Text:
--- Begin ---
Taylor: I leave that to people who are better versed in politics than I am, because that’s another thing it all boils down to, anyway. Certainly, the politics of the Lüchow’s situation, and the politics of the Dvorak House were the deciding factor. Much as we did get the word out, I think. On the other hand, there are success stories, like the Upper West Side, and Ladies’ Mile [Historic District], thanks to people like Ed, and Christabel, and Peg Moore, and countless people. It just seems something that—in spite of resistance, a lot, by the real-estate people, and even by, I might say, one of the local community boards, if you feel community boards have any clout at all. Yet, like every victory in an area designation, at least, a historic district, they leave something out. So the whole damn thing is regenerated years later, and we have efforts like extensions to districts. I think in the case of Ladies’ Mile, they cut out everything we wanted below 14th Street, down Broadway to Eighth Street. They even made a dreadful map error in a building on the western fringe of Ladies’ Mile, in the district. They left part of a building out. We’ve been trying to get it put back in for three years now. Our press on that hasn’t been good enough.

Q1: It seems like even  within advocacy, there are different roles to be played. There are the protesters, there are letter writers, there are manifesto writers, there are people with press savvy, there are people who are politicians. Sometimes people are good at more than one thing, but it seems like it takes that collaboration within advocacy to cover all the bases. It’s not just one thing that can do it.

Taylor: The elected officials are more important than I ever thought. HDC has a City Council outreach task force, which is slowly trying to educate the council members on what it is we do and why. Most of them, I’m sorry to say, are woefully ignorant on that. But HDC, and others who are still advocates, or performing as advocates, anyway, are exceedingly helpful at that.

Q1: Do I have time for one more question?

Q2:  Yes, you do.

Q1: Okay. I just wanted to get back to an observation that I remember you made in a conversation that we had a little while ago. I’m going to bring it back to haunt you.

Taylor: What did I say?

Q1: It was interesting to me, because I’m someone who decided early on, relatively early on in my life, that preservation was something I wanted to make a career out of. I went to Columbia’s [University] Historic Preservation Program, so I am what you would consider a trained, professional preservationist. I’m not a volunteer—I’m a paid staff person whose job is to be an advocate. You had observed that the increasing professionalization of preservation seemed to you to maybe be creating a bureaucracy of sorts?

Taylor: Did I say that? [laughter]

Q1: Yes. You weren’t so sure that that was necessarily good for the preservation movement. I wonder if you can kind of think back on that, and if it’s something—if I misinterpreted what you said, I won’t take offense. I just think it’s important, because we are at a stage where there are people out there—like HDC, like Landmark West!—that have paid, professional staffs, that do the work that was previously done by full-time, devoted volunteers. Does that change the nature of advocacy, and if so, is it for the better, for the worse? Are there things we should be doing to try to reclaim some of the energy and passion that there used to be? Or—what’s going on?
--- End ---
Supplied material:
--- Begin ---
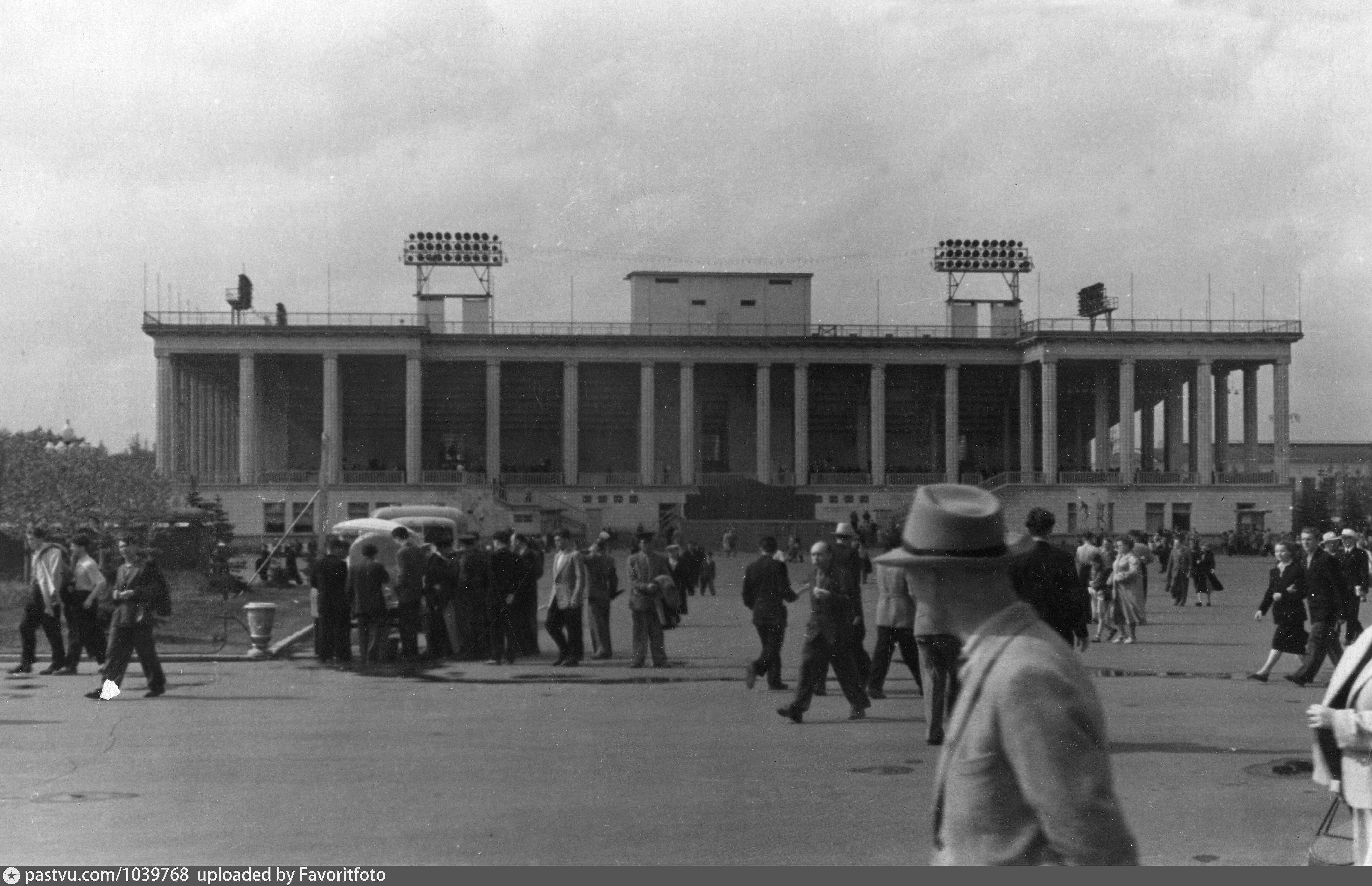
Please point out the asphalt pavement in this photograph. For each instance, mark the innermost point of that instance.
(293, 762)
--- End ---
Your instructions:
Please write out the part of the preservation interview starting at "Q1: It seems" and ending at "helpful at that.".

Response to the task:
Q1: It seems like even  within advocacy, there are different roles to be played. There are the protesters, there are letter writers, there are manifesto writers, there are people with press savvy, there are people who are politicians. Sometimes people are good at more than one thing, but it seems like it takes that collaboration within advocacy to cover all the bases. It’s not just one thing that can do it.

Taylor: The elected officials are more important than I ever thought. HDC has a City Council outreach task force, which is slowly trying to educate the council members on what it is we do and why. Most of them, I’m sorry to say, are woefully ignorant on that. But HDC, and others who are still advocates, or performing as advocates, anyway, are exceedingly helpful at that.